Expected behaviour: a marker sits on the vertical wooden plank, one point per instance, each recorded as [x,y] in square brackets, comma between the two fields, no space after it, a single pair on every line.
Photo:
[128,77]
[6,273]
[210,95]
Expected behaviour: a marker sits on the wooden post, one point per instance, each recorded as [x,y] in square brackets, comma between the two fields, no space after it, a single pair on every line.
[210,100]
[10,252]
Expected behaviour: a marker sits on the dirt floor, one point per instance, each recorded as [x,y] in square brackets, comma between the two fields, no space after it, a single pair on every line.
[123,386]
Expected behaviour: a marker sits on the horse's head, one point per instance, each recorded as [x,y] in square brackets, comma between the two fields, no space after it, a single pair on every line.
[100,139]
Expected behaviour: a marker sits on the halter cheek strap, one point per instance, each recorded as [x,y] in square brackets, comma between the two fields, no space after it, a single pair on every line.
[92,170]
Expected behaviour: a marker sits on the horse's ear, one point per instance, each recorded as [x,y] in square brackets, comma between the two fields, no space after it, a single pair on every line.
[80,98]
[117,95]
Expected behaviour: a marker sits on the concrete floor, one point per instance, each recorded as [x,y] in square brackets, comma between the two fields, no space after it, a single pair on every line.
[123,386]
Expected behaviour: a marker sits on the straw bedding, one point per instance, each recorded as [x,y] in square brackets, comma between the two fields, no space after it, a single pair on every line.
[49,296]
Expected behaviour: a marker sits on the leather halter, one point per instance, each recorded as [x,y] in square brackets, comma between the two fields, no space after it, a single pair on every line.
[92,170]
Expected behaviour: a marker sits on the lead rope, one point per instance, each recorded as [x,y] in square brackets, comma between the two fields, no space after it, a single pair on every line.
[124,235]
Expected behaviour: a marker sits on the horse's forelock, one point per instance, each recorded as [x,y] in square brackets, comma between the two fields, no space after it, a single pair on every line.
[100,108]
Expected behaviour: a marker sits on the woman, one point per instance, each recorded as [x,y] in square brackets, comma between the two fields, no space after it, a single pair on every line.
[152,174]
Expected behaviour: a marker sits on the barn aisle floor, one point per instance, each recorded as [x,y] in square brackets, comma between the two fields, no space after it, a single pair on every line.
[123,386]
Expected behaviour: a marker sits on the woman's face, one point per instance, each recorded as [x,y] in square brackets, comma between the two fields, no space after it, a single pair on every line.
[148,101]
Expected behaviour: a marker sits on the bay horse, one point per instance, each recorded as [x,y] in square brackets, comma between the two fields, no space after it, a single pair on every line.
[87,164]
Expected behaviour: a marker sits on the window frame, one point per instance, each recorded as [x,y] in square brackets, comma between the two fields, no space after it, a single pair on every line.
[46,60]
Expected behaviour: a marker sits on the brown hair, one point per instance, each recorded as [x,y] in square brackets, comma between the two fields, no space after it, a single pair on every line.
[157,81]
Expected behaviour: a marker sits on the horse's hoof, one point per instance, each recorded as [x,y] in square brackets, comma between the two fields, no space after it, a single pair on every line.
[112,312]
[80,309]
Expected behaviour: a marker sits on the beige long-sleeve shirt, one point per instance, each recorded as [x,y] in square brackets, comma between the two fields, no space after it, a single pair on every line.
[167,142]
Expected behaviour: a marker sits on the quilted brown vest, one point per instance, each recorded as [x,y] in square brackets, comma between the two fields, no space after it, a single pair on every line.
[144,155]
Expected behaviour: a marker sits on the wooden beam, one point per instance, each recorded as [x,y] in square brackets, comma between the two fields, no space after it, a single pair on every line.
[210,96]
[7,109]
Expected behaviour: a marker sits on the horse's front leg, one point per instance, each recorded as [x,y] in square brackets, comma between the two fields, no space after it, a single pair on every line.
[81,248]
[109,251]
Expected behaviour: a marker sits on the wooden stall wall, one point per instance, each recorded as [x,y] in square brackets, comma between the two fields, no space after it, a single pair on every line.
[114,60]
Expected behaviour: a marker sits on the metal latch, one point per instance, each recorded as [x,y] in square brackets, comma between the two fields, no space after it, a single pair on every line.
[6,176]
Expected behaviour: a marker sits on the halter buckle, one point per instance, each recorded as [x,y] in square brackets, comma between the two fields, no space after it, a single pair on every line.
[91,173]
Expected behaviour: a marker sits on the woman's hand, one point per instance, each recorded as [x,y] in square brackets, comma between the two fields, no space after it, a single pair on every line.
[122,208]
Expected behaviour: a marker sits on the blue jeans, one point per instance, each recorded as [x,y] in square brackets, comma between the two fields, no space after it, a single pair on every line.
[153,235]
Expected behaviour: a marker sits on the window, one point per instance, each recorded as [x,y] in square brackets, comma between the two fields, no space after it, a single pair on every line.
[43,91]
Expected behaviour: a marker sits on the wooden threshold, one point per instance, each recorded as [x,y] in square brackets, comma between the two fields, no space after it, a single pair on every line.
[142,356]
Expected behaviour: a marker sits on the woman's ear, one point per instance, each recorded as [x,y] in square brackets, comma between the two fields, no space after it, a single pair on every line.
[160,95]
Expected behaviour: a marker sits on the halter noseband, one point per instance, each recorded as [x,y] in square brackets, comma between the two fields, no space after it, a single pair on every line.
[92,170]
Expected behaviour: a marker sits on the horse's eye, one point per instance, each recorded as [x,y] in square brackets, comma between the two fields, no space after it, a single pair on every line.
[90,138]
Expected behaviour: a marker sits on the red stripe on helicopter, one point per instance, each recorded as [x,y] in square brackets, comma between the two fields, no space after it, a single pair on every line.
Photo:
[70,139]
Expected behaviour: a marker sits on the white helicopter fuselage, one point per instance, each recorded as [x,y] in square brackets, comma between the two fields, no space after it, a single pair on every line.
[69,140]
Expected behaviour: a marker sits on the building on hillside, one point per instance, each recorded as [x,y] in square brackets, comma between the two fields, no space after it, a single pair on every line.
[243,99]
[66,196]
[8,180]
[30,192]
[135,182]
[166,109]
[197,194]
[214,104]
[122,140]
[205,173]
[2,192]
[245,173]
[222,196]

**Work to be completed**
Provide an exact reproduction of all the entries shown above.

**Result of this task**
Expected behaviour: a marker sits on the vertical wooden plank, one point per instance, each recorded as [x,y] in square brackets, comma between the two fields, no space after it, a single pair on every line.
Photo:
[128,77]
[6,273]
[210,95]
Expected behaviour: a marker sits on the wooden post, one point per instance, each recorded as [x,y] in square brackets, comma between the two fields, no space after it, a single pair on every line.
[210,100]
[10,252]
Expected behaviour: a marker sits on the dirt floor, one point per instance, each recorded as [x,y] in square brackets, comma between the two fields, no space after it, a single pair on every line.
[123,386]
Expected behaviour: a marker sits on the horse's head, one point per instance, each recorded as [x,y] in square brackets, comma between the two fields, no space after it, a single pair on every line.
[100,139]
Expected behaviour: a marker sits on the halter cheek strap, one point per instance, each recorded as [x,y] in square brackets, comma between the two fields, no space after it, a single pair on every line.
[92,170]
Expected behaviour: a marker sits on the horse's ear, one point per instance, each recorded as [x,y] in square brackets, comma between the two fields, no space after it, a single pair on every line.
[80,98]
[117,95]
Expected behaviour: a marker sits on the concrete floor, one point per instance, each recorded as [x,y] in square brackets, comma between the two fields, no space after it, a single pair on every line.
[123,386]
Expected behaviour: a marker sits on the straw bedding, one point per instance, each recorded as [x,y] in square brackets, comma between the two fields, no space after it, a single pair on every line.
[49,296]
Expected behaviour: a marker sits on the leather halter, one point per instance, each recorded as [x,y] in square brackets, comma between the two fields, no space after it, a single pair on every line.
[92,170]
Expected behaviour: a marker sits on the lead rope, one point per instance, each recorded as [x,y] in square brackets, comma between the two fields, no space after it, a single pair on every line.
[124,235]
Expected behaviour: a marker sits on the horse's forelock, one point per instance, each recorded as [x,y] in square brackets, comma between the two fields, no space after it, a single pair on every line.
[100,108]
Expected behaviour: a marker sits on the woman, one point per instance, each recorded as [x,y] in square brackets, comma between the two fields, no space after it, a single pair on every line.
[152,174]
Expected behaviour: a marker sits on the barn aisle floor, one point per instance, each recorded as [x,y] in square brackets, comma between the two fields, no space after it, a single pair on every line.
[123,386]
Expected behaviour: a marker sits on the woman's face, one point per instance, each recorded as [x,y] in square brackets, comma between the two fields, no space after it, a single pair on every line.
[148,101]
Expected behaviour: a marker sits on the bay horse, one point per instance, each recorded as [x,y] in square brackets, comma between the two fields, no space after it, a single pair on every line.
[87,164]
Expected behaviour: a marker sits on the window frame, one point per instance, each recorded as [x,y] in square brackets, comma between the two fields, no space after it, a single pair on every line.
[46,60]
Expected behaviour: a marker sits on the brown hair, one point per instance, each recorded as [x,y] in square brackets, comma between the two fields, no space after it, a single pair on every line.
[157,81]
Expected behaviour: a marker sits on the horse's hoof, one point per instance, each recorded as [x,y] in square brackets, comma between the two fields, no space after it, a single pair on every line.
[112,312]
[80,309]
Expected behaviour: a marker sits on the beige long-sleeve shirt, one point per instance, each recorded as [x,y] in square brackets, comma between the two fields, no space after it, a single pair on every line.
[167,142]
Expected behaviour: a marker sits on the quilted brown vest, one point per instance, each recorded as [x,y] in square brackets, comma between the two fields, no space after it, a single pair on every line.
[144,155]
Expected behaviour: a marker sits on the wooden beam, one point per instance, each recorded as [x,y] in square brackets, comma between the two fields, no space after it, a single pair on every line.
[210,96]
[7,109]
Expected behaviour: a marker sits on the horse's front leg, one point per instance, each recorded as [x,y] in square brackets, comma between the two fields, no space after it, a single pair on every line.
[81,248]
[109,251]
Expected behaviour: a marker sits on the wooden stall wall, one point per instance, each recorded as [x,y] in square brackets, comma between the two fields, no space after it, a single pair on every line.
[114,60]
Expected behaviour: a marker sits on the metal latch, one point per instance, each recorded as [x,y] in square brackets, comma between the two fields, no space after it, a single pair on every line.
[6,176]
Expected behaviour: a marker sits on the halter buckle, one point per instance, each recorded as [x,y] in square brackets, comma between the two fields, no space after it, a single pair on every line.
[91,173]
Expected behaviour: a marker sits on the woman's hand, one point per instance, each recorded as [x,y] in square brackets, comma between the two fields, no space after it, a single pair on every line.
[122,208]
Expected behaviour: a marker sits on the blue jeans, one point per instance, each recorded as [x,y] in square brackets, comma between the two fields, no space after it, a single pair on every line.
[153,235]
Expected behaviour: a marker sits on the window, one point per instance, each recorded as [x,y] in square brackets, comma between the two fields, no space after it, a single pair on every line.
[43,91]
Expected behaviour: a marker sits on the wooden threshold, one point per instance, each recorded as [x,y] in square brackets, comma between the two fields, no space after it, a single pair on every line.
[142,356]
Expected behaviour: a marker sits on the woman's ear, one point per instance, each recorded as [x,y] in square brackets, comma between the two fields, no space after it, a single pair on every line.
[160,95]
Expected behaviour: a marker sits on the halter noseband, one point per instance, each recorded as [x,y] in square brackets, comma between the two fields, no space after it, a single pair on every line.
[92,170]
Expected behaviour: a marker sits on the horse's eye, one point per instance, each recorded as [x,y] in square brackets, comma between the two fields, no space after it, a single pair on every line.
[90,138]
Expected behaviour: a marker sits on the red stripe on helicopter, one point per instance, each recorded as [x,y] in square brackets, comma between the two fields, no space after it, a single pair on every line.
Photo:
[70,139]
Expected behaviour: a marker sits on the white helicopter fuselage, one point per instance, each recorded as [x,y] in square brackets, comma between the two fields, no space after it, a single pair on every line.
[69,140]
Expected behaviour: a marker sits on the building on hillside, one point per instance, each recorded as [x,y] in square brackets, comma between the two fields, no space after it, a single pair on every line.
[243,99]
[66,196]
[8,180]
[30,192]
[135,182]
[166,109]
[197,194]
[214,104]
[122,140]
[205,173]
[2,192]
[245,173]
[222,196]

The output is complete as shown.